DATA SHOWN —
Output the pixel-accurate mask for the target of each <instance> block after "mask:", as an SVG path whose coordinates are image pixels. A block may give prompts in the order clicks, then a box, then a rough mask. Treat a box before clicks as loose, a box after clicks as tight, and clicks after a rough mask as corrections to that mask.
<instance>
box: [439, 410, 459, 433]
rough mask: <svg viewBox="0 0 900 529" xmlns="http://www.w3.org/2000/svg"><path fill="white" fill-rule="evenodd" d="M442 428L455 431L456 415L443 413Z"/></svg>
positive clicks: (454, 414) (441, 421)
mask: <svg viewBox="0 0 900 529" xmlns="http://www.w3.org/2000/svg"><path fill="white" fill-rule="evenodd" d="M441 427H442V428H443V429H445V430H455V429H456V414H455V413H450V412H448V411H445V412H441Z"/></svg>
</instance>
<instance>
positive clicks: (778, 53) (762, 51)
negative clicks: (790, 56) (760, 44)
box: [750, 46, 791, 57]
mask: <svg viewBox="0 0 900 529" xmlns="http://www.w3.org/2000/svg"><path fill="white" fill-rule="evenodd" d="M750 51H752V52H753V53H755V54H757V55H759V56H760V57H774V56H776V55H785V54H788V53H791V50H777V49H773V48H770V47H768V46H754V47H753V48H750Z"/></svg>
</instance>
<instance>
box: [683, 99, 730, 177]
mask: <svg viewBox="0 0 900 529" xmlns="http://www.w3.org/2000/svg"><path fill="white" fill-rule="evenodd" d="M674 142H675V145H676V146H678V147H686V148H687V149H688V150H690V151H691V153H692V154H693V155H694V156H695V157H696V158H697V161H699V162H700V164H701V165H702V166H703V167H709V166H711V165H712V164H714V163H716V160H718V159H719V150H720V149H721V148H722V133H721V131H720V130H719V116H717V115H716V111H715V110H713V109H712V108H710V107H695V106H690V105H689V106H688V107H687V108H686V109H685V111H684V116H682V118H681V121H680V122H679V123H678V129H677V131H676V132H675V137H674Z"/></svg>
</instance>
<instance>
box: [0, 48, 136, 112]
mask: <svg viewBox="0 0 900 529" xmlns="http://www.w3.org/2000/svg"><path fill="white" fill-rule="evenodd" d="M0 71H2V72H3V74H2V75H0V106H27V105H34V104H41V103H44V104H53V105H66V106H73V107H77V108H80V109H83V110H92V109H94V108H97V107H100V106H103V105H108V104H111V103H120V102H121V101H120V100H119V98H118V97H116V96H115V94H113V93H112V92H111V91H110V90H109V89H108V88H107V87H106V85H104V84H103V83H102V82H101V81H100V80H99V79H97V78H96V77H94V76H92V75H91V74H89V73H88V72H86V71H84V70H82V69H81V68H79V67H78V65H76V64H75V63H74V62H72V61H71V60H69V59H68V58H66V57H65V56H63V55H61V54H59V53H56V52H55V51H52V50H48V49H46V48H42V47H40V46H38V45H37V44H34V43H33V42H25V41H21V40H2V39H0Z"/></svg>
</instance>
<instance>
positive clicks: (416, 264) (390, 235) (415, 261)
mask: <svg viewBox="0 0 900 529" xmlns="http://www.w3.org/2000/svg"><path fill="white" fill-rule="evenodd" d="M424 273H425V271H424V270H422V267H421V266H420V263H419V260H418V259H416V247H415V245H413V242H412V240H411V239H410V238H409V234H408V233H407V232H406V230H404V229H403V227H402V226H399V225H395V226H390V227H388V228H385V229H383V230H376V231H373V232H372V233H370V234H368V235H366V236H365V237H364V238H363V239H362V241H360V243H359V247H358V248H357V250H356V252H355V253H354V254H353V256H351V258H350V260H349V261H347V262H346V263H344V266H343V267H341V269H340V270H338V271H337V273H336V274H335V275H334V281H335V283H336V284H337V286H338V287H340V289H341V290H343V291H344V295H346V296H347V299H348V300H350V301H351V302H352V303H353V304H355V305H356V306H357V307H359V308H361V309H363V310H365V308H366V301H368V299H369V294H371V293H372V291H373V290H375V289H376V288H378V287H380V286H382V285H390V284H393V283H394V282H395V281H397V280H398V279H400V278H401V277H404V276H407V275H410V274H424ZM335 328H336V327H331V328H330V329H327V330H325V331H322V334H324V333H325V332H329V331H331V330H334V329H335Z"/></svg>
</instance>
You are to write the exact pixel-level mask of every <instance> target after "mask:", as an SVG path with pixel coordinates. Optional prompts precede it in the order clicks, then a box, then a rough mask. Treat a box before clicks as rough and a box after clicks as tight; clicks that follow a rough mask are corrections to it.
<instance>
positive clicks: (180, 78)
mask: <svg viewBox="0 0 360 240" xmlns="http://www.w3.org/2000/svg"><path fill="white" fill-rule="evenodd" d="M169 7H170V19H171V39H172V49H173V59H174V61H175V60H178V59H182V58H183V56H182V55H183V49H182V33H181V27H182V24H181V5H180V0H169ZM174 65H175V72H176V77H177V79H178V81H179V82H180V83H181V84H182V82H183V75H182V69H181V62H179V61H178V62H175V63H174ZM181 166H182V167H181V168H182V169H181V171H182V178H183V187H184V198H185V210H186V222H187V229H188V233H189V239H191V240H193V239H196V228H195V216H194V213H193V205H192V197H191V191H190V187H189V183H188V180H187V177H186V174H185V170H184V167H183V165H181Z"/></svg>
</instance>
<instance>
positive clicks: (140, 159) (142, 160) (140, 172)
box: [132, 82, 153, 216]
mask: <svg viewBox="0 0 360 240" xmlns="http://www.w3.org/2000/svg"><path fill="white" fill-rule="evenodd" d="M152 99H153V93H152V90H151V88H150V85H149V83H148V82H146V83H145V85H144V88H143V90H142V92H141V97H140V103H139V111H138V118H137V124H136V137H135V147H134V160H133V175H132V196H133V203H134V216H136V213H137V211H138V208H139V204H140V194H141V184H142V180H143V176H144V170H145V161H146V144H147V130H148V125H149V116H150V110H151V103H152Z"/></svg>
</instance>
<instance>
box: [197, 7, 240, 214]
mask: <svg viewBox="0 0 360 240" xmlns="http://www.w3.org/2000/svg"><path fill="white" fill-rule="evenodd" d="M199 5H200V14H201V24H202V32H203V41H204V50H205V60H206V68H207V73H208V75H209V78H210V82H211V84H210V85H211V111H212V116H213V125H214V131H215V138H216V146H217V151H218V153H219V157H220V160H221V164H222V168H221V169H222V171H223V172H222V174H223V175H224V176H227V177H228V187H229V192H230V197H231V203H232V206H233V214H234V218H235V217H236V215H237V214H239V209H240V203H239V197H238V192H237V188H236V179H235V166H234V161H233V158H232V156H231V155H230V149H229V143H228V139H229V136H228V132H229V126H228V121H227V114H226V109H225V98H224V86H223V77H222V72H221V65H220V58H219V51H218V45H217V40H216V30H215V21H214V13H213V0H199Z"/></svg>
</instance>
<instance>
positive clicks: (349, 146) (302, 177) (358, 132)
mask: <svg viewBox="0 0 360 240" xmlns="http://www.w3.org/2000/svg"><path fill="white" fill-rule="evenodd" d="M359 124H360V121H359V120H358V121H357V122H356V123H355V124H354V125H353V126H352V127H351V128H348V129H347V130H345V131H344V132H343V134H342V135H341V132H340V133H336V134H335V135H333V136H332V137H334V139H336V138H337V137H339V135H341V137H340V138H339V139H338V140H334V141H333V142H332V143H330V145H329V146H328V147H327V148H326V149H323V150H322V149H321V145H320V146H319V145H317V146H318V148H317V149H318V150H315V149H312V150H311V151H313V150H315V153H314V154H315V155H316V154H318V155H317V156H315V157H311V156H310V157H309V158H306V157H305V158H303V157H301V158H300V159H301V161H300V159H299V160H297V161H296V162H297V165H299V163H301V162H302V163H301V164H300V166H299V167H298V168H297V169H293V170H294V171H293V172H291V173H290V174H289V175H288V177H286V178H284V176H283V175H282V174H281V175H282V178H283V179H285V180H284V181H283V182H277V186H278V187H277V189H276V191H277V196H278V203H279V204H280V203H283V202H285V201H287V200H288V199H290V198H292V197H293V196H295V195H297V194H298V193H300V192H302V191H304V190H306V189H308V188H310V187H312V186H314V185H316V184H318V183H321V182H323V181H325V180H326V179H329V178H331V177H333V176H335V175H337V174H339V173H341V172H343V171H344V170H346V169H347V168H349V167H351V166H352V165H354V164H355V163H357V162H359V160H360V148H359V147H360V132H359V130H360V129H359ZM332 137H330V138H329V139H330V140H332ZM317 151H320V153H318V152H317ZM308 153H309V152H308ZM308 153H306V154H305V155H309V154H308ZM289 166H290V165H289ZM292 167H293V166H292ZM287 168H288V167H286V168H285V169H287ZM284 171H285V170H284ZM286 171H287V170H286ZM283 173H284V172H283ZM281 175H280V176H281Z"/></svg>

WORK INSTRUCTION —
In the entries above, find the line holding "positive clicks: (454, 414) (441, 421)" and the line holding "negative clicks: (790, 56) (760, 44)", then retype exactly those two lines and every line between them, and nothing else.

EXERCISE ANSWER —
positive clicks: (454, 414) (441, 421)
mask: <svg viewBox="0 0 900 529" xmlns="http://www.w3.org/2000/svg"><path fill="white" fill-rule="evenodd" d="M441 427H442V428H443V429H445V430H455V429H456V414H455V413H450V412H448V411H445V412H441Z"/></svg>
</instance>
<instance>
positive clicks: (778, 53) (762, 51)
negative clicks: (790, 56) (760, 44)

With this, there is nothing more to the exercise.